▶ Listed records

= = = = = = =

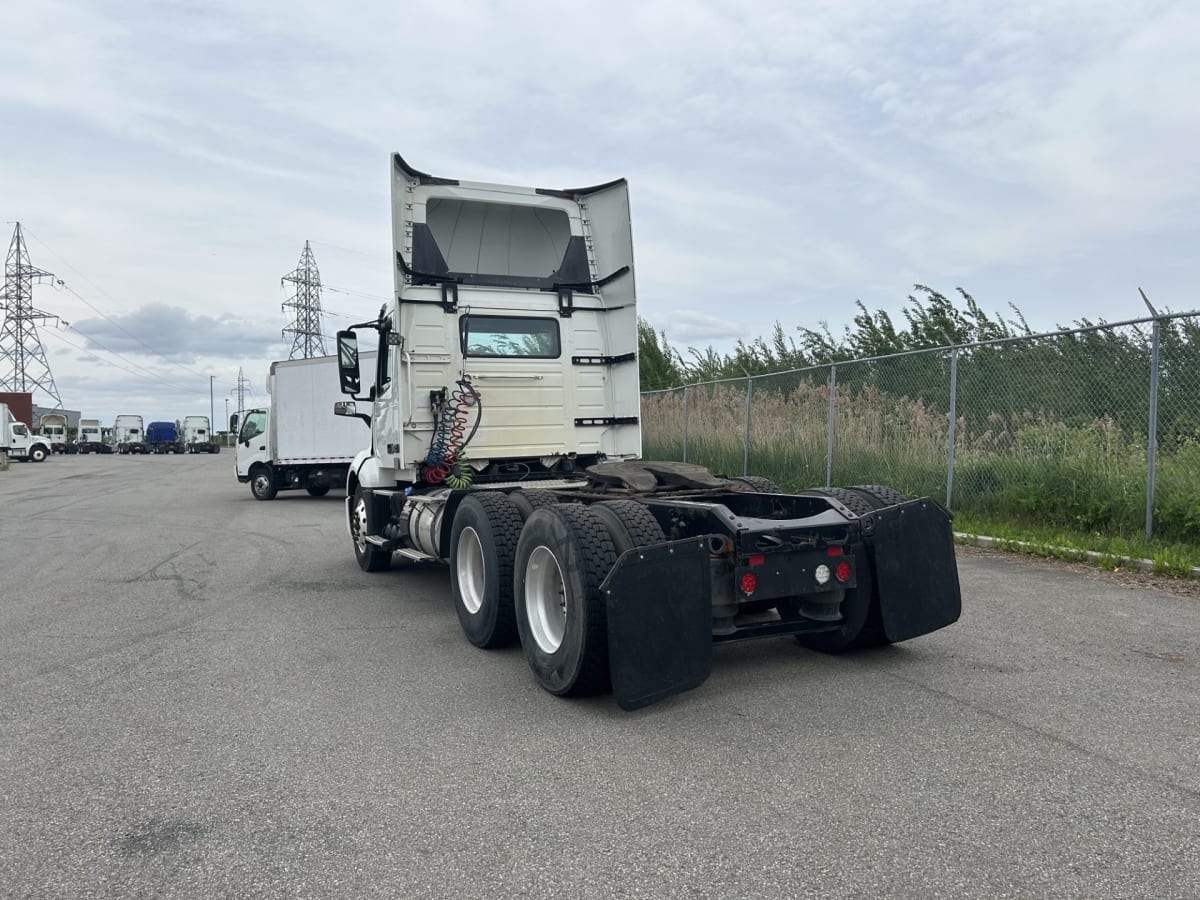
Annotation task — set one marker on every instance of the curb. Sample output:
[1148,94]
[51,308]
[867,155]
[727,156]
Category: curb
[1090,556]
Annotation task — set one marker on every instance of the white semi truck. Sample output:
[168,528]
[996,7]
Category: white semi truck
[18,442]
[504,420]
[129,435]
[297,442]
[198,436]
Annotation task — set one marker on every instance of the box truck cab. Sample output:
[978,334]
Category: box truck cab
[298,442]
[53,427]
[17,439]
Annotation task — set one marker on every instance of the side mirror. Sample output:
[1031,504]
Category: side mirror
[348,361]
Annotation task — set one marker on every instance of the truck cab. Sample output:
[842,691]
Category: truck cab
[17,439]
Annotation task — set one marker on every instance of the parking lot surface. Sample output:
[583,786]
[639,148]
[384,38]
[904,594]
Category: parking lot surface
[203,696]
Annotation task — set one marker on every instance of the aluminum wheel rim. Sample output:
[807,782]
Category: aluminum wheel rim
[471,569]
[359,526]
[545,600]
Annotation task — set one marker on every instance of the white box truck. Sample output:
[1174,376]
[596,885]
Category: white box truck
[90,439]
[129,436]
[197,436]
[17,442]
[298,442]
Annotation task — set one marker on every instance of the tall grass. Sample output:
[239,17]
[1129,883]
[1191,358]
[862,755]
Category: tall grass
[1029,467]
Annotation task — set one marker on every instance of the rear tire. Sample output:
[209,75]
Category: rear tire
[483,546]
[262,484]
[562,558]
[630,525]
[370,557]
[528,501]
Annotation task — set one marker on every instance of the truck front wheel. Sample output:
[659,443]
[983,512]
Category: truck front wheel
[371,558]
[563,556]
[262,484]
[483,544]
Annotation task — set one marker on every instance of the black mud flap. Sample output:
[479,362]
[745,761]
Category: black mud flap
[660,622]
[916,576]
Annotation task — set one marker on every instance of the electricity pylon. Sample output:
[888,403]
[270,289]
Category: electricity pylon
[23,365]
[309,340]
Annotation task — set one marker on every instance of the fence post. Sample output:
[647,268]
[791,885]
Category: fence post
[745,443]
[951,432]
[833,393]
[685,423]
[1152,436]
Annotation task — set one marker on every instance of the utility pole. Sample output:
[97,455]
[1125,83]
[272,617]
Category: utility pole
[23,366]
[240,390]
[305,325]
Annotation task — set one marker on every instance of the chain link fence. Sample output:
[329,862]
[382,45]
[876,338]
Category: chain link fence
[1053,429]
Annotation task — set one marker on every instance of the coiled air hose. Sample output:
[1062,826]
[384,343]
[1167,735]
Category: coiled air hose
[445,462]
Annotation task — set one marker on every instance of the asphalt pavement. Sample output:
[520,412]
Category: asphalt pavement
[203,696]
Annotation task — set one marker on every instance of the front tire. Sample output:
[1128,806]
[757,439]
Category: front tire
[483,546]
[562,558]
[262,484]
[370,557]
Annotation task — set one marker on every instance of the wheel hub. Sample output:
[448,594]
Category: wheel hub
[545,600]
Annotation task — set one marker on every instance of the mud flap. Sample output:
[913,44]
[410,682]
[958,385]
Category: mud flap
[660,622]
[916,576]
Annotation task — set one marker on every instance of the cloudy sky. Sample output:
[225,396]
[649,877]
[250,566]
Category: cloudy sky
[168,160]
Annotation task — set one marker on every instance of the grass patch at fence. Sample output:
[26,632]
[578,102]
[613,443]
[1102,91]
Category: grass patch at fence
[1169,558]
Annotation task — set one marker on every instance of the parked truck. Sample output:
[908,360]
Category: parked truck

= = = = = = =

▶ Exercise
Pull every line containing "parked" from the data.

▶ Solved problem
Annotation task — set one marker on every instance of the parked truck. Sample output:
Category: parked truck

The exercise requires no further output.